• PROMPT: Each line starting at the one that contains "of the grassy" and ending at the one that contains "the bush, given" must be returned exactly, and the rest of the listing is left out.
START MATERIAL FOR THIS TASK
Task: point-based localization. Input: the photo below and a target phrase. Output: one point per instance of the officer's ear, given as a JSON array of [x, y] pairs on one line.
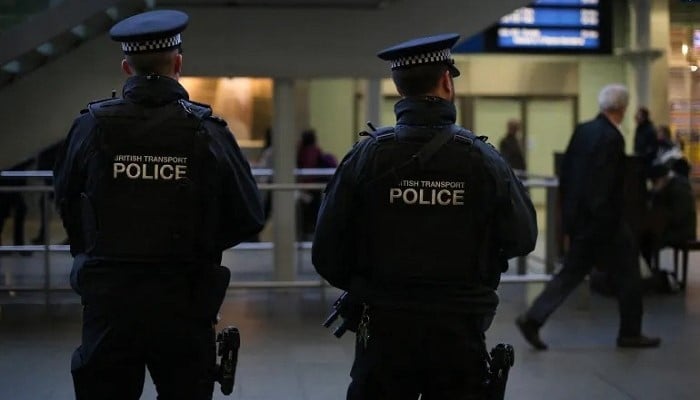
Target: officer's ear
[[177, 65], [126, 67], [447, 84]]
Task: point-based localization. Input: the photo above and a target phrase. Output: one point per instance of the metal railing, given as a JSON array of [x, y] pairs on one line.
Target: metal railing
[[550, 184]]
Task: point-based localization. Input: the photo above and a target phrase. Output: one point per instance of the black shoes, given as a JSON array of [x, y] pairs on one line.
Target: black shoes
[[530, 330], [639, 342]]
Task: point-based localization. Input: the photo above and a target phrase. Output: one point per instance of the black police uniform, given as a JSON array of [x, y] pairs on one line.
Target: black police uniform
[[422, 244], [151, 189]]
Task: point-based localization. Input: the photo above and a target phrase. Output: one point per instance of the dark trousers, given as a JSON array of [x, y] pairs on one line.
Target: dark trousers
[[152, 328], [618, 257], [439, 356]]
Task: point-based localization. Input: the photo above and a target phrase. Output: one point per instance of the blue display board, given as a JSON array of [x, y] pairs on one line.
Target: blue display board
[[548, 26]]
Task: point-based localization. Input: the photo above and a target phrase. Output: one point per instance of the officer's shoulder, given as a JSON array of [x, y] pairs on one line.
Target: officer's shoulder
[[380, 135], [103, 106], [203, 111]]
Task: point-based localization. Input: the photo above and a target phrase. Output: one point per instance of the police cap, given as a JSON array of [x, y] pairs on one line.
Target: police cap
[[150, 32], [421, 51]]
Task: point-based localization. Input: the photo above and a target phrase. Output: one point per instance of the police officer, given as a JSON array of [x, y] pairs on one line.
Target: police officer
[[417, 225], [151, 189]]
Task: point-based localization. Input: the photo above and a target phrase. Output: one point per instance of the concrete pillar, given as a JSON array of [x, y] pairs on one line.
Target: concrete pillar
[[284, 162], [374, 101], [641, 61]]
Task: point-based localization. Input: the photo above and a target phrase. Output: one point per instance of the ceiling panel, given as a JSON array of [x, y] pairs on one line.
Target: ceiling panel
[[350, 4]]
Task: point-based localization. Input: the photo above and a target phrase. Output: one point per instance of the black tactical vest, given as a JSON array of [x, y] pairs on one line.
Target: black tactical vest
[[424, 221], [145, 190]]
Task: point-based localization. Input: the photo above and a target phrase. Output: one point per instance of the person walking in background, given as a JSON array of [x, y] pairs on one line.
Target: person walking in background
[[310, 155], [510, 146], [645, 139], [591, 185]]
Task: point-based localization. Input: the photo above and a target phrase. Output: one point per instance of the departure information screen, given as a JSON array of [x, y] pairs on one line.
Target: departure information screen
[[549, 26]]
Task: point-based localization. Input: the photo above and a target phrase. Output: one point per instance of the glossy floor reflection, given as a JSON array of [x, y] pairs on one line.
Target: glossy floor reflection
[[287, 355]]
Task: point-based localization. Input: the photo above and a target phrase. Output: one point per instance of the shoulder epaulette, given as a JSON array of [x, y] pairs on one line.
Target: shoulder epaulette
[[199, 110], [381, 134], [218, 120], [464, 136], [102, 107]]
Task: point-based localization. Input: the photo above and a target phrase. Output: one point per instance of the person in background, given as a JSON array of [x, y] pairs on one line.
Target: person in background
[[672, 215], [645, 139], [510, 146], [591, 188], [668, 151], [310, 155]]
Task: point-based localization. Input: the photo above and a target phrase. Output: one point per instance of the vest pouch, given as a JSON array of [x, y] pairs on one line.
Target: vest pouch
[[89, 224]]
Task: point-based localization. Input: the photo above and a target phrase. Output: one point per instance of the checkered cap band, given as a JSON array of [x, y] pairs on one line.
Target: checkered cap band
[[423, 58], [151, 45]]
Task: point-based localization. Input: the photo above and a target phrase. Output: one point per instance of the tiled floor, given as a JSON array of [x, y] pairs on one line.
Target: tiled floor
[[286, 354]]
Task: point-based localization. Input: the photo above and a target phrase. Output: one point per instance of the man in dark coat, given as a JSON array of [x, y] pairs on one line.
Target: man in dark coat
[[417, 225], [646, 143], [591, 184], [510, 147], [151, 189]]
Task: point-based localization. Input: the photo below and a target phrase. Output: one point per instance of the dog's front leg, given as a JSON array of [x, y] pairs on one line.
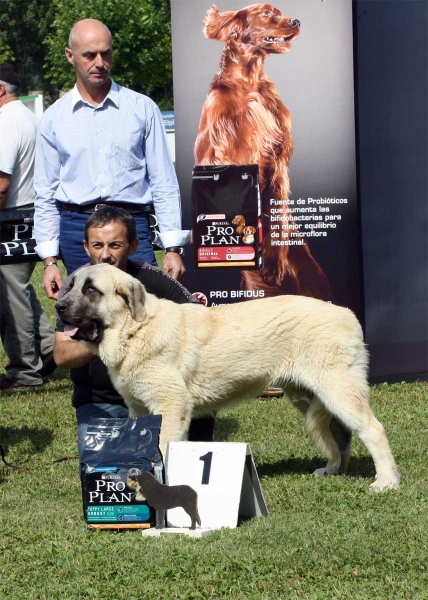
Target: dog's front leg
[[175, 425]]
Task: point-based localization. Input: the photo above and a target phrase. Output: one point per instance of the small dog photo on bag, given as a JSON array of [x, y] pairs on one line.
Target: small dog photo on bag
[[116, 453]]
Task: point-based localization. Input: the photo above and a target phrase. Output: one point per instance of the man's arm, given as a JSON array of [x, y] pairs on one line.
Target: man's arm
[[46, 215], [165, 194], [4, 188], [69, 353]]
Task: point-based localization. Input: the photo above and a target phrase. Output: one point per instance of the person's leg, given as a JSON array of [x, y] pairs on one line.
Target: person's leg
[[17, 325], [86, 412], [202, 429], [71, 236]]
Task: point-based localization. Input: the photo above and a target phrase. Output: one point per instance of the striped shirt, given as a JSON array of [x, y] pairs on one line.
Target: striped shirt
[[116, 151]]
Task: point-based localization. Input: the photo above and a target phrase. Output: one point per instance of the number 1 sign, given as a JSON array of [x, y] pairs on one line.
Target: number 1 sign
[[225, 478]]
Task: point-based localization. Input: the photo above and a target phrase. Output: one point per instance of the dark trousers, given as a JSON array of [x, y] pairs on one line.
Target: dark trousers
[[71, 236]]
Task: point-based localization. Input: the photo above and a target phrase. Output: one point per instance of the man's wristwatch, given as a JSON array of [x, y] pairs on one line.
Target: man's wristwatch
[[50, 264], [177, 249]]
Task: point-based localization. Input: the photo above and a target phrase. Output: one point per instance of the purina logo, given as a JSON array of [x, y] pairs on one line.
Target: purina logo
[[201, 297]]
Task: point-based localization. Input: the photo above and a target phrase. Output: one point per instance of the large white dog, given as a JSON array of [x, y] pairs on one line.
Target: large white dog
[[181, 360]]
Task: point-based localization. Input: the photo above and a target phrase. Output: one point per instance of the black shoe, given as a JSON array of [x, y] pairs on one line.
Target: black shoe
[[10, 384], [49, 365]]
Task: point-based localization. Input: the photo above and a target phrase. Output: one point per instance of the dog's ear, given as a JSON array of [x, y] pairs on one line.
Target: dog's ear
[[220, 26], [133, 293]]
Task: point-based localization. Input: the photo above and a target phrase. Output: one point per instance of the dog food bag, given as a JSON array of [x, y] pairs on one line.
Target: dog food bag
[[227, 216], [116, 452]]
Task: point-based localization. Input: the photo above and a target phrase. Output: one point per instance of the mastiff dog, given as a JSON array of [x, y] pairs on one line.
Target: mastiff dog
[[184, 360]]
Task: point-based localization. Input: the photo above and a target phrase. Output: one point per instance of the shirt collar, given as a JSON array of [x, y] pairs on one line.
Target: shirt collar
[[112, 96], [11, 104]]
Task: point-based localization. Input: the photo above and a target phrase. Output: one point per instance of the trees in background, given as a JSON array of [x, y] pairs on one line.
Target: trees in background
[[34, 33]]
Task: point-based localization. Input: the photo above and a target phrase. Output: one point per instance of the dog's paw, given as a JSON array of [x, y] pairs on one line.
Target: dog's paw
[[321, 472], [383, 486]]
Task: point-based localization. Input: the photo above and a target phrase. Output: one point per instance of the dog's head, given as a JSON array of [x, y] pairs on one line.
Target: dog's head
[[259, 26], [101, 297]]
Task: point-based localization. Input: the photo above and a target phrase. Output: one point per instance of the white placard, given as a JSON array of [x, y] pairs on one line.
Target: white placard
[[225, 478]]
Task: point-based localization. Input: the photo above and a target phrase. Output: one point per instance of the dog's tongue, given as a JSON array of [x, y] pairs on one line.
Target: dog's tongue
[[70, 330]]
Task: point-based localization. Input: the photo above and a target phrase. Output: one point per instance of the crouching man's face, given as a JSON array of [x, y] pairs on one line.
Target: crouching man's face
[[109, 244]]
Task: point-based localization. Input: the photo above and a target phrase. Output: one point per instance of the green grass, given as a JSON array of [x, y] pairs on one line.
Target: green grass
[[324, 537]]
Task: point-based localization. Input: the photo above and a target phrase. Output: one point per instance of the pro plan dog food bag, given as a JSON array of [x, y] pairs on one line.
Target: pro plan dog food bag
[[116, 452], [227, 216]]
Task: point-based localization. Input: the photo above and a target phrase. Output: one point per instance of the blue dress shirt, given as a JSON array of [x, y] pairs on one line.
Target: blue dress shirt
[[116, 151]]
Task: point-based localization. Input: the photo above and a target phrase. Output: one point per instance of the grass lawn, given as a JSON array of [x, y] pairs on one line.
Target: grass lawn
[[324, 537]]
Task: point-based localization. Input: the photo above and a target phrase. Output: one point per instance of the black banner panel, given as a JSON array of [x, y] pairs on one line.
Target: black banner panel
[[270, 87]]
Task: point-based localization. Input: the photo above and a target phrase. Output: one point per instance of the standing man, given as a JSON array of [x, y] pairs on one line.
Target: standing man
[[110, 237], [102, 143], [25, 331]]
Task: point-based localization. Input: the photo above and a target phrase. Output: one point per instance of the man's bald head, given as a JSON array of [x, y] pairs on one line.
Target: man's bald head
[[90, 52], [86, 28]]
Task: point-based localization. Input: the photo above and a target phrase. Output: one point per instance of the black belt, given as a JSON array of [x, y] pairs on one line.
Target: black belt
[[89, 209]]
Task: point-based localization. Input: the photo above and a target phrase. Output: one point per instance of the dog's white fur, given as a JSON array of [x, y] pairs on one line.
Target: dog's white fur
[[185, 360]]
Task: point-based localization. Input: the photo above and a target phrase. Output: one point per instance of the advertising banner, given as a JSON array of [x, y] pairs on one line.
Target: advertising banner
[[269, 89]]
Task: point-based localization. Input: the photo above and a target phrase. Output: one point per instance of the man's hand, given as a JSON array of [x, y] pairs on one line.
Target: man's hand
[[69, 353], [174, 266], [52, 279]]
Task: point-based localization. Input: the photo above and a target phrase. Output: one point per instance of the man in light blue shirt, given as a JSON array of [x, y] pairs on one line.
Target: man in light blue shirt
[[102, 144]]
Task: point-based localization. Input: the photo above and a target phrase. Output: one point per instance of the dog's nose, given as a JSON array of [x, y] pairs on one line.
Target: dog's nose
[[61, 307]]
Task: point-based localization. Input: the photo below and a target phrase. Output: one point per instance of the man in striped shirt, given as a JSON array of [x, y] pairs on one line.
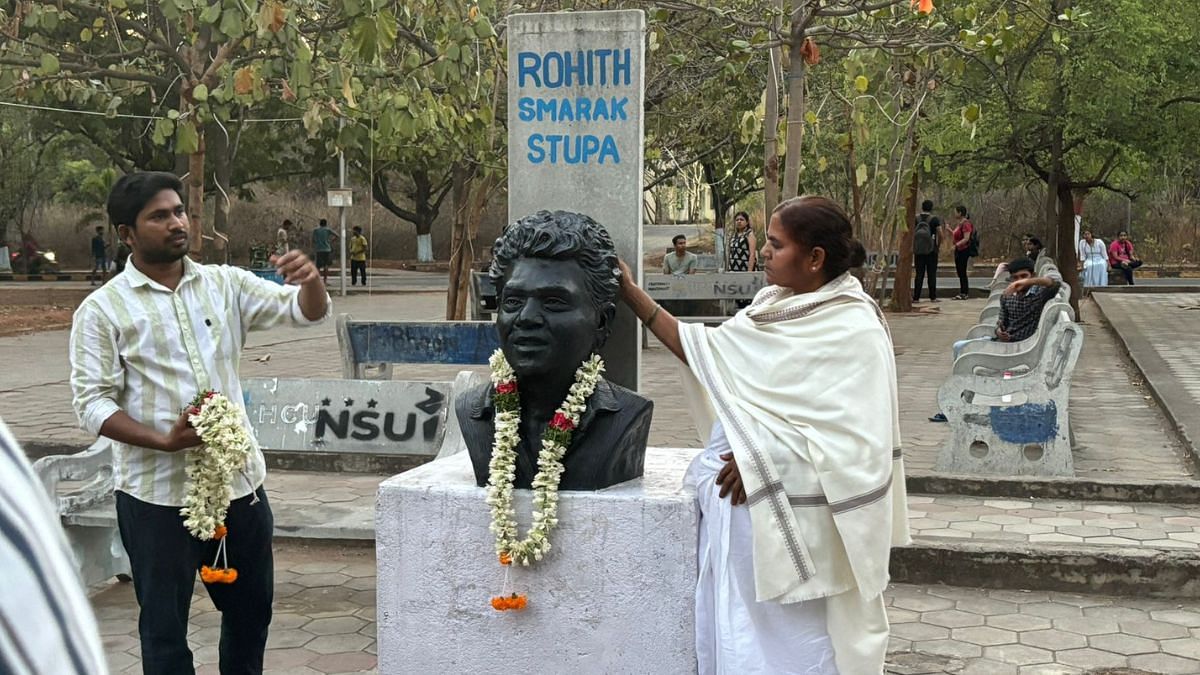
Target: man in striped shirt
[[46, 623], [142, 347]]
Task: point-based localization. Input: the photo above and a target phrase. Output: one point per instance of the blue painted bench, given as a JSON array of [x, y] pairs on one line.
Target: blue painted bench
[[370, 347]]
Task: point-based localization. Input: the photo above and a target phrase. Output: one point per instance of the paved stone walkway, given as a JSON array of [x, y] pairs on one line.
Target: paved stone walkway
[[325, 620], [1161, 332], [343, 508], [35, 399]]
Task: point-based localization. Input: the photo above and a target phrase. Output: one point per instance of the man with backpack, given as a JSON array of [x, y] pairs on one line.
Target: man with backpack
[[924, 250]]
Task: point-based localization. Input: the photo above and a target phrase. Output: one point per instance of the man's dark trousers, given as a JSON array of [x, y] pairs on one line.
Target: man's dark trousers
[[165, 560], [927, 263]]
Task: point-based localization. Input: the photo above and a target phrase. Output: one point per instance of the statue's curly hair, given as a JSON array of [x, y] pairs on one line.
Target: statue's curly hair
[[561, 236]]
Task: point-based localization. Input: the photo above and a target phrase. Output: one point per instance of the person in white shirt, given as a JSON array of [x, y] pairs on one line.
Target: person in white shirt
[[46, 623], [142, 347]]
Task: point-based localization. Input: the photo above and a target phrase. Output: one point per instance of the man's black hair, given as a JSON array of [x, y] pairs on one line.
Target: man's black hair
[[1020, 263], [561, 236], [133, 191]]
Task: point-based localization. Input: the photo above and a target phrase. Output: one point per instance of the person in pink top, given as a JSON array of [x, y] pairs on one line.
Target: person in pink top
[[1121, 256], [963, 230]]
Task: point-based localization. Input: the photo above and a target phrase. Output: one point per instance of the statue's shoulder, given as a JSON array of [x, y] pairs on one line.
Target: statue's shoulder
[[473, 400], [628, 398]]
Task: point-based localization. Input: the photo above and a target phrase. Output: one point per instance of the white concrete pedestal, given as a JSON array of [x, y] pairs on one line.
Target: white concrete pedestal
[[616, 593]]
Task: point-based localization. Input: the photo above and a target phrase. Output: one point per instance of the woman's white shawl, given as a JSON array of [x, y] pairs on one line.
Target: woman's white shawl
[[805, 386]]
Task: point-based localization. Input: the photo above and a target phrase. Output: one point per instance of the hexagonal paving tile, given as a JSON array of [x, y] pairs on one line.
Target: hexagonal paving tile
[[952, 619], [1119, 614], [1054, 639], [335, 626], [1153, 629], [985, 605], [921, 632], [1051, 610], [1165, 663], [922, 603], [988, 667], [336, 644], [319, 567], [1086, 625], [1188, 647], [1018, 622], [348, 662], [318, 580], [1181, 616], [1019, 655], [1127, 645], [984, 635], [1090, 657], [953, 649], [288, 638], [287, 658], [1048, 669]]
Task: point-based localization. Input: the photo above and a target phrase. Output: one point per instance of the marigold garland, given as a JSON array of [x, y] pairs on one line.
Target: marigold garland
[[502, 469]]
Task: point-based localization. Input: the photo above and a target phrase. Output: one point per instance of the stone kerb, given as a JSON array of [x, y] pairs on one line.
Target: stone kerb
[[616, 593]]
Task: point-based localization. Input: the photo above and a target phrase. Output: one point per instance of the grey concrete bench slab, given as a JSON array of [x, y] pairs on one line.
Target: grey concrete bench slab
[[1007, 405], [81, 487]]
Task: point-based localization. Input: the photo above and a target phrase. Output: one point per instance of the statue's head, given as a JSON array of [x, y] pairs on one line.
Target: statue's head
[[556, 279]]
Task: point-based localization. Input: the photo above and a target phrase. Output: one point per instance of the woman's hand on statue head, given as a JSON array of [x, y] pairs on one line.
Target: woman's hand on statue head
[[730, 479], [627, 279]]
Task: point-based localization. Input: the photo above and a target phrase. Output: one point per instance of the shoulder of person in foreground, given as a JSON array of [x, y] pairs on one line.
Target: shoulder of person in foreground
[[46, 623]]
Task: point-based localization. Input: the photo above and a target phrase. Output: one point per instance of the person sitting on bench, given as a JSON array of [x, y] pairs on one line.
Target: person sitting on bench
[[1020, 308], [1121, 256]]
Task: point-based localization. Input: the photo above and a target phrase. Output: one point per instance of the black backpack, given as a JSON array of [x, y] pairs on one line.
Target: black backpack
[[973, 244], [923, 242]]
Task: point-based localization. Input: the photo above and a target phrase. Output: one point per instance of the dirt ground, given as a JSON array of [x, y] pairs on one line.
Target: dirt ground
[[16, 320]]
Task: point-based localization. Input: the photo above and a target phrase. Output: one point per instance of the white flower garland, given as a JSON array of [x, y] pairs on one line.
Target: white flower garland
[[210, 467], [502, 469]]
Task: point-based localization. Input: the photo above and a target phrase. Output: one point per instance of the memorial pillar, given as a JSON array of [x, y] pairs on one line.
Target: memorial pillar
[[576, 84]]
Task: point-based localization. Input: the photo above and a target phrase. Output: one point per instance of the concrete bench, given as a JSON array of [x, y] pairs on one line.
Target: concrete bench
[[81, 487], [990, 312], [371, 347], [1007, 404]]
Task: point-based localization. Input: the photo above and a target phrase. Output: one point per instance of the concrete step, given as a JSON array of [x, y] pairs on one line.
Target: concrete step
[[1073, 545]]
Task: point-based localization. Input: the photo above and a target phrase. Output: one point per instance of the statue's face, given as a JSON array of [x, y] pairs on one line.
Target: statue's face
[[546, 320]]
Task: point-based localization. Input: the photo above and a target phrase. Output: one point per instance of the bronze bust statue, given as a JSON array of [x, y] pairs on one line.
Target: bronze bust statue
[[557, 279]]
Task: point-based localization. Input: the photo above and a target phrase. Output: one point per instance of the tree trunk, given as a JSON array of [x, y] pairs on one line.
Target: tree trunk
[[196, 197], [856, 190], [771, 129], [901, 291], [796, 108], [222, 167], [720, 204], [469, 196], [1066, 230]]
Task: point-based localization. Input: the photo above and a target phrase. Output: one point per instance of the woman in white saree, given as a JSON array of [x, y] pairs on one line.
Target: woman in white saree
[[802, 483]]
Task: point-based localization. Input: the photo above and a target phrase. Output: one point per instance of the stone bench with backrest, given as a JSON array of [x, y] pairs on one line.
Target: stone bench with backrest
[[81, 487], [990, 311], [990, 314], [1007, 402]]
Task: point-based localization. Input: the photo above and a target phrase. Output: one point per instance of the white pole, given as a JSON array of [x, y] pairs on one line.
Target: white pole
[[341, 210]]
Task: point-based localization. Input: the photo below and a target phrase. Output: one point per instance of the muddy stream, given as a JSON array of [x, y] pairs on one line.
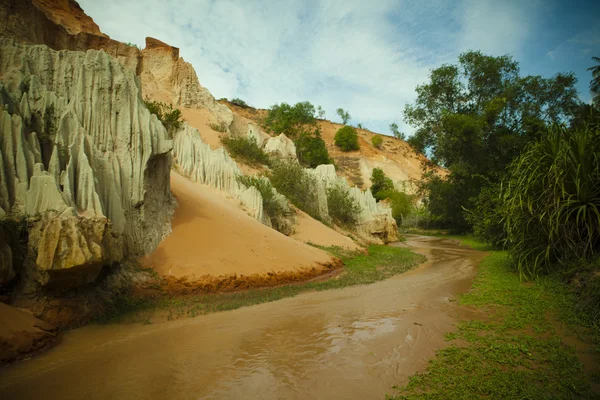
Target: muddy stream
[[352, 343]]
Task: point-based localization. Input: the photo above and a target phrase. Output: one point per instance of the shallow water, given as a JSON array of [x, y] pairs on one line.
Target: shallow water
[[351, 343]]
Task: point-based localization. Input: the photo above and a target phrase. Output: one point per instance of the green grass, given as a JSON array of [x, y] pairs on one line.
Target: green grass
[[381, 263], [517, 350]]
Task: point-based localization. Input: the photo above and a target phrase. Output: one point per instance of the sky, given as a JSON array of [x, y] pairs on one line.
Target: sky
[[366, 57]]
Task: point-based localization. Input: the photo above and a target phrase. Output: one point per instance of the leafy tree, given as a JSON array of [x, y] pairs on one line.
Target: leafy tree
[[239, 102], [291, 120], [170, 117], [474, 118], [342, 208], [595, 83], [379, 183], [344, 115], [377, 141], [320, 113], [346, 139], [311, 150], [397, 134]]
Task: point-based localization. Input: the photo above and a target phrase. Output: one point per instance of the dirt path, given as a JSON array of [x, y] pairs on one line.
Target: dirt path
[[351, 343]]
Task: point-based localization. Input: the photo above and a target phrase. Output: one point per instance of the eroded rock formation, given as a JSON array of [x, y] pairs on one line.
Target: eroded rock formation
[[77, 140]]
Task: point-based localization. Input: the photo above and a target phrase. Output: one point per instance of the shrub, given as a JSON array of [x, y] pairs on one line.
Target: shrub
[[397, 134], [220, 127], [486, 216], [272, 206], [170, 117], [291, 120], [291, 180], [344, 115], [343, 209], [552, 201], [239, 102], [377, 141], [245, 149], [311, 150], [346, 139], [379, 183]]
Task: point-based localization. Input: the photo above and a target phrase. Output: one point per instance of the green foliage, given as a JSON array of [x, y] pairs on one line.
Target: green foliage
[[271, 205], [396, 132], [514, 351], [170, 117], [218, 127], [474, 118], [291, 120], [379, 183], [239, 103], [245, 149], [486, 216], [291, 180], [311, 150], [401, 203], [343, 209], [595, 82], [346, 139], [377, 141], [552, 200], [344, 115]]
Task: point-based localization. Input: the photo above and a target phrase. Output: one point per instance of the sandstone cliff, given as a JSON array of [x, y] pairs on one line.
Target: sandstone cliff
[[77, 140]]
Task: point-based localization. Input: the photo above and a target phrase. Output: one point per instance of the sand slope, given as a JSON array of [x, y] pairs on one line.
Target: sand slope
[[309, 230], [213, 236]]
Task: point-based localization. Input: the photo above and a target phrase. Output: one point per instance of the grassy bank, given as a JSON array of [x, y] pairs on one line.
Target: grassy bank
[[529, 344], [380, 263]]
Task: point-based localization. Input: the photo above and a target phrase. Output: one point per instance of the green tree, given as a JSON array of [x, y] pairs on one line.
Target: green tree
[[346, 139], [397, 134], [377, 141], [311, 150], [344, 115], [595, 83], [379, 183], [474, 118], [291, 120]]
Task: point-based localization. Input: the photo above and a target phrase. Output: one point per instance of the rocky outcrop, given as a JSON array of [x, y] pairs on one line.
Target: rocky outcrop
[[281, 146], [22, 335], [375, 221], [195, 160], [166, 76], [76, 139], [39, 22]]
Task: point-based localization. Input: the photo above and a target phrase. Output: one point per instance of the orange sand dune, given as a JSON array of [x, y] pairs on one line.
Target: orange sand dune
[[309, 230], [213, 236]]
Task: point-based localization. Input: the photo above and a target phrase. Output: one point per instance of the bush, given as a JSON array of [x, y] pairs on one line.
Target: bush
[[401, 203], [346, 139], [311, 150], [271, 205], [239, 102], [486, 216], [552, 201], [291, 120], [343, 209], [245, 149], [344, 115], [377, 141], [219, 127], [170, 117], [291, 180], [379, 183]]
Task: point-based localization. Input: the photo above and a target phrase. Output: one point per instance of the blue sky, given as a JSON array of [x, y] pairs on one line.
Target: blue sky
[[364, 56]]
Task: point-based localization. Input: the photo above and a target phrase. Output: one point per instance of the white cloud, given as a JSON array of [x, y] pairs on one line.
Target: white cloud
[[366, 57]]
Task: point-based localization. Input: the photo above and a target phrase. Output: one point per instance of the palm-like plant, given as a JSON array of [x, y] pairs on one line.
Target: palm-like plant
[[595, 82]]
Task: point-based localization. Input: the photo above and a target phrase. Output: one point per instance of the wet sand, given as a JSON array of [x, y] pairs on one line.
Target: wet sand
[[353, 343]]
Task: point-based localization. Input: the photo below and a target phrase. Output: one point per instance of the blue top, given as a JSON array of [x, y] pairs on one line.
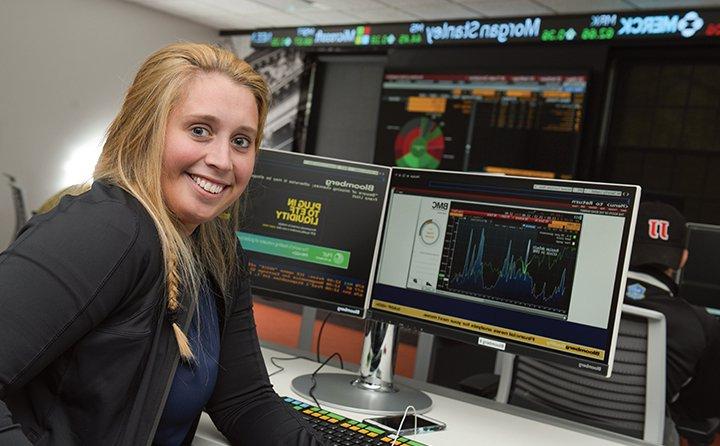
END MATERIAL FOR THIS TASK
• TASK RESULT:
Task: point-based localization. Input: the photo above and a target phrase. Output: one point per instance of the grassy bank, given as a JSON array of [x, y] pairs on one line.
Target: grassy bank
[[529, 344], [380, 263]]
Task: point-based localization. Input: the photo above and a target phrase. Output: one point per instance of the green tree, given as a JSON array of [x, y] pairs on one line.
Target: green tree
[[346, 139], [397, 134], [377, 141], [311, 150], [344, 115], [595, 83], [379, 183], [474, 118], [291, 120]]
Task: point-based localization. Input: the photo above and a target phrase. Output: one point per instance of the rocky outcrop, given as a JSON array of [x, y] pairs on one line.
Target: rocky outcrop
[[281, 146], [22, 335], [375, 221], [195, 160], [166, 76], [76, 139], [39, 22]]
Task: point-based localization. Input: the photo above and a target phrase. Output: one point per instance of the orange sand dune, given as a JSON array of [x, y] pairs on one line.
Target: orange sand dune
[[309, 230], [213, 236]]
Task: point-based localization. Input: the photo above and a target phrase. Output: one point per instance of the bush, given as a JSON array of [x, y] pairs on one line.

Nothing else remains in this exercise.